Document passage START

Rebuttal
When I was a year old, I got glass in my left eye, and unfortunately it happened at a crucial time, that is, before my eyes had fully developed. Despite the technology now being available to fix my eye (“We can rebuild her”), the fact of the matter is that the development of that eye was halted at a year old, and therefore wouldn’t be improved beyond the cosmetic by any of the measures that could be taken. It’s a neurological problem now, and unfixable.
It happened 34 years ago, and therefore I should be used to it, right? It should be a non-issue, shouldn’t it? It is not. I can never forget it, because it affects me every day. It affects me when I drive. I have to turn around two, three times to check traffic when I turn right on a red, because the whole left side is my blind spot. And I have still had some close calls that scared the living daylights out of me. I have to adjust my mirrors such that I can see all of them with my right eye in short order, and no one else driving my car can use the mirrors without adjusting them. I have to make sure I have a really big spot to merge into traffic, because I have no depth perception, and could cause some serious damage to myself and others if I didn’t allow myself a significant margin of error. I have taken the mirror off the passenger side of my car using the garage doorjamb because I misjudged the distance. And E put one of those tennis ball hanger things in the garage to help me park because he feared one day he’d find my front bumper in the kitchen.
The same lack of depth perception made it impossible for me to see if the field goal was good or not at the football game Saturday night. The lack of vision in my left eye makes 3-D movies and stereoscopes and a whole host of other things impossible for me to use. And it leaves me wondering how the rest of you see the world, in 3-D, and what I’m missing. And the fact that my left pupil doesn’t contract with light means that sunglasses are a must for me during most daytime hours, even on cloudy days, or the squinting I do to accommodate that problem will leave me with a bitch of a headache. Time didn’t heal this; it just gave me enough room to learn to work around it.

Document passage END

Task A:
Answer these questions from the essay on the eye injury:
(i) How old was the writer when glass got into the left eye?
(ii) What did E put in the garage to help the writer park?
(iii) What makes sunglasses a must for the writer during most daytime hours?
Task B:
Reproduce the essay on the eye injury word for word, starting at "The same lack" and stopping after "work around it.".
The entries are not needed for this work.

Data for review START

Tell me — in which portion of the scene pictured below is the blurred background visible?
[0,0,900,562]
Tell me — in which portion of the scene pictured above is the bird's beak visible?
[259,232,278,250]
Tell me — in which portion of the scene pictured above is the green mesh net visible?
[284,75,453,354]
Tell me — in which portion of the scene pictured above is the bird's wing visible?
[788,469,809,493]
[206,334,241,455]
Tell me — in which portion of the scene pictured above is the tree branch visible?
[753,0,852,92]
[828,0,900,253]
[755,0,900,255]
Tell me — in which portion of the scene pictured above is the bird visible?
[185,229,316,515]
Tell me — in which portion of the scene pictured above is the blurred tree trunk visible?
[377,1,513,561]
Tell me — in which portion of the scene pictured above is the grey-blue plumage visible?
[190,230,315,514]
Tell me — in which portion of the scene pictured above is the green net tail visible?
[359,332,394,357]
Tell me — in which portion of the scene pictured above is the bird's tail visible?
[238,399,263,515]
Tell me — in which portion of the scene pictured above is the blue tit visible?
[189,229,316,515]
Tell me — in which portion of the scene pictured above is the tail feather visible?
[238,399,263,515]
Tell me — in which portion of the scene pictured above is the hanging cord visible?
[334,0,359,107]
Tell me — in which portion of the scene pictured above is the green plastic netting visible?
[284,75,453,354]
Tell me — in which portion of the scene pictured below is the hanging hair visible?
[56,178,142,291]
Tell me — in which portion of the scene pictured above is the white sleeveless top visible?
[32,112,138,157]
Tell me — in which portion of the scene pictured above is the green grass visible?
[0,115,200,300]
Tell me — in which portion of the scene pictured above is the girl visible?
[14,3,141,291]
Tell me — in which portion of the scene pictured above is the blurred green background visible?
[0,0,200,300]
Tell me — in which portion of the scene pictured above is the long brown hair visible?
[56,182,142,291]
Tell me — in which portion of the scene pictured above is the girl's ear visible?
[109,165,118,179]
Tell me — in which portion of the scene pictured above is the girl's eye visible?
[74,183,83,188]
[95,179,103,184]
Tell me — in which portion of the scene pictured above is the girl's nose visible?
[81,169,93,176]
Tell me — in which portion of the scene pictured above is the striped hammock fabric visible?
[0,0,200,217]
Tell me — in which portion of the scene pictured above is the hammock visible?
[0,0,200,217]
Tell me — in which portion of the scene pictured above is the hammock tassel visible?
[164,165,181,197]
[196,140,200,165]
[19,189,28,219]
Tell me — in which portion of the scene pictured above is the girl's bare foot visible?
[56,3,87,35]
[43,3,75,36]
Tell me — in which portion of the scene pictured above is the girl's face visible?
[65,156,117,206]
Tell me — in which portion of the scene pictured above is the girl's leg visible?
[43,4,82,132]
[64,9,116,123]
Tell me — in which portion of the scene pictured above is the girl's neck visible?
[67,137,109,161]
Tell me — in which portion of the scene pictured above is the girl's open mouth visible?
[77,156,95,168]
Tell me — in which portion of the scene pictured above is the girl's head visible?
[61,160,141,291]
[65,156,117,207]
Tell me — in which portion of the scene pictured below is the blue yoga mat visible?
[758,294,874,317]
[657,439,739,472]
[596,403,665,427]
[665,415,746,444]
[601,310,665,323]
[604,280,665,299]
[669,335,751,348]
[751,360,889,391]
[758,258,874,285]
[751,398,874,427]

Data for review END

Answer area A:
(i) One year old.
(ii) One of those tennis ball hanger things.
(iii) The left pupil doesn't contract with light.

Answer area B:
The same lack of depth perception made it impossible for me to see if the field goal was good or not at the football game Saturday night. The lack of vision in my left eye makes 3-D movies and stereoscopes and a whole host of other things impossible for me to use. And it leaves me wondering how the rest of you see the world, in 3-D, and what I’m missing. And the fact that my left pupil doesn’t contract with light means that sunglasses are a must for me during most daytime hours, even on cloudy days, or the squinting I do to accommodate that problem will leave me with a bitch of a headache. Time didn’t heal this; it just gave me enough room to learn to work around it.